● OBJECTIVE 1: From the gear-flank separation passage, return the part from "As long as the new" to "of the tangent plane.", copied word for word.
● OBJECTIVE 2:
Answer these questions about the gear-flank separation passage, one per line:
(a) What kind of surfaces are the pinion flank and the gear flank?
(b) What are A, B, and C in the equation of the normal line?
(c) In what plane are the two parametric equations of the involute profile from Section 2.3.1. defined?
● OBJECTIVE 3: Can you continue the gear-flank separation passage from the point where it stops?

● EXTRACT TO READ:
Identifying the necessary plane for the matrix of separation calculation.

Two mating surfaces intersect each other along a contact line. Either the pinion flank or gear flank are ruled surfaces, so the tangent plane between these two surfaces contains the line intersection between these two surfaces. When shaft deformation happens, the flank surface changes its position and contact point. Thus, a new plane must be drawn, parallel to the tangent plane. Let $\left[\mathrm{P}\right]$ and $\left[{\mathrm{P}}_1\right]$ be the planes presented in Figure 8b. As long as these two planes have parallel directions, the only term that differs between their equations is the free term. The Z-coordinate may be found after the displacement with respect to the planes for each discretization point on the tooth flank surface.

As long as the new coordinates have been achieved, through each new Z-coordinate, a straight line representing the normal on the tangent plane is drawn. Its equation is:

$$\overrightarrow{\mathrm{N}}=\mathrm{A}\overrightarrow{\mathrm{l}}+\mathrm{B}\overrightarrow{j}+\mathrm{C}\overrightarrow{\mathrm{k}}$$

(37)

where $\mathrm{A}, \mathrm{B},$ and $\mathrm{C}$ are the coefficients of the tangent plane.

This straight line intersects the tangent plane and the conjugate surface of the gear tooth flank. As long as a deformation is achieved there, the homologous points situated on the gear tooth flank must be found. In Figure 11, ${\mathrm{C}}_1$ is a certain point on the pinion tooth flank, taken as the discretization point before shaft deformation. Without misalignment, its homologous point on the gear involute profile is ${\mathrm{C}}_2$. After misalignment, according to Equations (33) and (35), point ${\mathrm{C}}_1$ changes its coordinates, and a new position in space is obtained$: {\mathrm{C}}_1^{″}$. From this point, the normal line on the plane is defined. The position marked with ${\mathrm{D}}_1$ is the intersection between the normal and the pinion flank surface if misalignment did not happen. This straight line also intersects the gear tooth flank at ${\mathrm{D}}_2$. Therefore, ${\mathrm{D}}_2$ is the homologous point on the gear tooth flank to ${\mathrm{C}}_1^{″}$. As long as ${\mathrm{D}}_2$ is found, the same procedure of separation calculation, previously mentioned in Section 2.3.1., can be applied. The presented algorithm also applies to ${\mathrm{C}}_1^{″}$. The procedure exposed in Section 2.3.1. is available for two parametric equations of the same involute profile, defined in the plane $\mathrm{Z}=0$. Although the coordinate of ${\mathrm{C}}_1^{″}$ was obtained using Equation (35), the points ${\mathrm{C}}_1^{″}$ and ${\mathrm{D}}_2$ will have the same coordinate along the $\mathrm{Z}$ axis. Therefore, the procedure presented in Section 2.3.1. can be applied for every plane that is parallel to the plane $\mathrm{Z}=0$ and which passes through any point whose Z-coordinate is known. In this case, the algorithm is available for each ${\mathrm{N}}_{\mathrm{x}}\times {\mathrm{N}}_{\mathrm{y}}$ point of the mesh.

● DATA PROVIDED:
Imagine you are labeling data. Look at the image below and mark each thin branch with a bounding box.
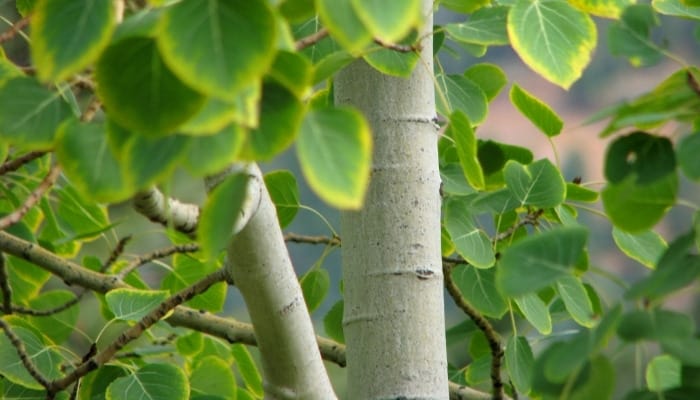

● TASK ANSWER 1:
As long as the new coordinates have been achieved, through each new Z-coordinate, a straight line representing the normal on the tangent plane is drawn. Its equation is:

$$\overrightarrow{\mathrm{N}}=\mathrm{A}\overrightarrow{\mathrm{l}}+\mathrm{B}\overrightarrow{j}+\mathrm{C}\overrightarrow{\mathrm{k}}$$

(37)

where $\mathrm{A}, \mathrm{B},$ and $\mathrm{C}$ are the coefficients of the tangent plane.

● TASK ANSWER 2:
(a) Ruled surfaces.
(b) The coefficients of the tangent plane.
(c) The plane Z = 0.

● TASK ANSWER 3:
3. Hertzian Distribution of Contact Pressure. Contact Pressure Determination Using FEA. (Guilbault Correction Factor)

3.1. Pressure Distribution as an Infinite, Long Half-Cylinder

The Hertz analytical approach for the line contact subjected to normal loading provides the pressure distribution as a half-cylinder with infinite length and a constant elliptic shape of any transversal section without edge effect (Figure 12). However, for the non-Hertzian line contacts subjected to normal loading, the pressure distributions are closed to those obtained by using the Hertz approach for ideal Hertzian line contacts except for the edge zones. Due to the edge effect, the middle values of pressure in the case of non-Hertz contact are lower than in the case of a Hertz contact type. Therefore, in the case of a non-Hertzian linear contact, the analytical result displayed by the Hertz methodology can be a first validation of the developed SAM. When misalignment situations occur, the Hertz approach can no longer be used as comparison.

3.2. The Pressure Distribution Using a Finite Element Method

The robustness and accuracy of the data obtained using the SAM algorithm were confirmed through comparison with data provided under similar conditions by:

-

The authors’ FEA results;

-

Other authors’ TCA and FEA results;

-

Other authors’ results from using a different SAM approach.

The FEM analysis for the validation of this SAM was performed in the Static Structural module of the ANSYS Workbench. The material used was linear structural steel, and the mesh consisted of 67.000 nodes and 15.000 hexahedral elements of the second order. For these FEAs, an ANSYS calculation used a preconditioned conjugate gradient solver with sub-steps varying from 10 to 100 per time step.

3.3. Guilbault Correction Factor

The Hertz approach of linear concentrated contact was developed from basic half-space equations and, consequently in this approach, at each free side of the tooth flank there is a plane stress state which is not a real situation (Figure 12).

In order to eliminate the occurrence of the two shear stresses and the single normal stress at the edge zones, a two-step correction procedure was proposed by Hetényi [35,36], applied by de Mul [34], and methodically searched by Najjari and Guiblault [2]:

-

A fictive mirror pressure distribution was used to eliminate the shear stresses (Figure 13);

-

Iterative half-space solutions were used until all quarter-space boundary conditions were accomplished.

To increase the speed of the algorithm and to diminish the normal stresses at free boundaries, Guilbault [37] proposed the multiplication of fictive pressure with virtual distributions by a factor, ${\mathsf{\psi }}_{\mathrm{G}}$ (Figure 13):

$${\mathsf{\psi }}_{\mathrm{G}}=1.29-\frac{1}{1-\mathsf{\nu }}\left(0.08-0.5\mathsf{\nu }\right)$$

(38)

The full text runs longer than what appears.